>> Begin SOURCE RECORDS
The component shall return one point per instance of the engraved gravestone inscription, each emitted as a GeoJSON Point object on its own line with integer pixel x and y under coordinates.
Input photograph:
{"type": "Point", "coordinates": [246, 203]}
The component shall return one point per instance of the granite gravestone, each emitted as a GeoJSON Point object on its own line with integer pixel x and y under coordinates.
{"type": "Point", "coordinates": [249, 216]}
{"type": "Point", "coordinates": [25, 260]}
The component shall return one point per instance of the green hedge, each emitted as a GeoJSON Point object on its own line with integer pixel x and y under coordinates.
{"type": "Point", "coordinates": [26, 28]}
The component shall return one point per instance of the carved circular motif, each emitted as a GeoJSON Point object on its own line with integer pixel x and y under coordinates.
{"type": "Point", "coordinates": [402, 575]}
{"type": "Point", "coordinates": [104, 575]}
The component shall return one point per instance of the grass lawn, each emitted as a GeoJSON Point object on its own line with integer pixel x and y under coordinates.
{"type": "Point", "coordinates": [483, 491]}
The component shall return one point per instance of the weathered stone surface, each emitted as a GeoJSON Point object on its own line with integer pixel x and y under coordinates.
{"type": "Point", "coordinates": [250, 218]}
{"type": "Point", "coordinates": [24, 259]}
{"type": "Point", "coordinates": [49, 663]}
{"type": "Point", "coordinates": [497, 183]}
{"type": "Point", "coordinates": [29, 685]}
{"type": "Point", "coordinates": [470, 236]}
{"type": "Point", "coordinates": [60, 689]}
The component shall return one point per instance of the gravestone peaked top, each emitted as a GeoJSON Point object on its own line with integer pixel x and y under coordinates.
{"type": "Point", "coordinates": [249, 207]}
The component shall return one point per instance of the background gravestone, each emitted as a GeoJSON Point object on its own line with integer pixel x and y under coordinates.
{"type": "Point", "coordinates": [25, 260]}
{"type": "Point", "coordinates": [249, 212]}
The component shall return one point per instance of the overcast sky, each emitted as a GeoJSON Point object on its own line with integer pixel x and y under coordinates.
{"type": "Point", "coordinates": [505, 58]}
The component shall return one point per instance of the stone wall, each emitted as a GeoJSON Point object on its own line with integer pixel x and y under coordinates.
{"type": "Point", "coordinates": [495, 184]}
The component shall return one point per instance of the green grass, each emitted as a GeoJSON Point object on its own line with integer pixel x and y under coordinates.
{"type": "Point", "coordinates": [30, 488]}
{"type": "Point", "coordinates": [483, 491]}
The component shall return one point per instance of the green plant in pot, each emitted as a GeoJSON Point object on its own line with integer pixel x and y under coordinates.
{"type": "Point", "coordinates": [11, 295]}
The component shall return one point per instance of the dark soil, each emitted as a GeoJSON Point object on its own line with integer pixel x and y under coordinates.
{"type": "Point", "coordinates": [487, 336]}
>> End SOURCE RECORDS
§ **CHALLENGE**: Replace every occurrence of "component" in the records above with "module", and reproduce all lines with everything else unchanged.

§ **EXPECTED OUTPUT**:
The module shall return one point per instance of the engraved gravestone inscription, each emitted as a GeoJSON Point object on its own line with integer pixel x and y under coordinates.
Input photograph:
{"type": "Point", "coordinates": [246, 203]}
The module shall return one point per instance of the granite gravestone, each emitted as a GeoJSON Point object on its own line with integer pixel x and y under coordinates.
{"type": "Point", "coordinates": [249, 216]}
{"type": "Point", "coordinates": [25, 260]}
The module shall return one point per instance of the green hedge, each emitted as a GeoJSON Point object on its own line with integer pixel x and y under coordinates.
{"type": "Point", "coordinates": [26, 28]}
The module shall return one point per instance of the carved circular motif, each emitted as a GeoJSON Point object on its own line with integer pixel x and y under coordinates.
{"type": "Point", "coordinates": [402, 575]}
{"type": "Point", "coordinates": [104, 575]}
The module shall return one point per instance of the grass lawn, each emitted as a GeoJSON Point object on its own line with integer pixel x and y under coordinates.
{"type": "Point", "coordinates": [483, 491]}
The module shall return one point per instance of the weathered stone surface, each emitted as a GeoJSON Point object on its own line with integer pixel x and y under coordinates.
{"type": "Point", "coordinates": [250, 218]}
{"type": "Point", "coordinates": [24, 259]}
{"type": "Point", "coordinates": [49, 663]}
{"type": "Point", "coordinates": [497, 183]}
{"type": "Point", "coordinates": [29, 685]}
{"type": "Point", "coordinates": [470, 236]}
{"type": "Point", "coordinates": [60, 689]}
The module shall return one point per instance of the gravestone peaked top, each emitted as a GeoJSON Point object on its own line with integer pixel x and y under coordinates.
{"type": "Point", "coordinates": [249, 207]}
The module shall return one point per instance of the background gravestone, each emitted as a GeoJSON Point object on its own line with integer pixel x and y under coordinates.
{"type": "Point", "coordinates": [25, 260]}
{"type": "Point", "coordinates": [249, 212]}
The module shall return one point per instance of the overcast sky, each emitted as a GeoJSON Point object on its own line with integer pixel x and y under coordinates.
{"type": "Point", "coordinates": [505, 58]}
The module shall return one point per instance of the stone wall, each emitted as a GeoJSON Point object on its own line with integer pixel x and y under coordinates.
{"type": "Point", "coordinates": [495, 184]}
The module shall return one point per instance of the green grass, each emitted as a GeoJSON Point object on its own line with integer pixel x and y under coordinates.
{"type": "Point", "coordinates": [30, 488]}
{"type": "Point", "coordinates": [483, 491]}
The module shall return one point per instance of the green plant in pot, each emitted as a GeoJSON Point object on its own line with integer pixel x and y under coordinates.
{"type": "Point", "coordinates": [11, 295]}
The module shall return one point per instance of the dark soil, each emitted as a GeoJSON Point object on its own line with integer pixel x and y under coordinates.
{"type": "Point", "coordinates": [487, 336]}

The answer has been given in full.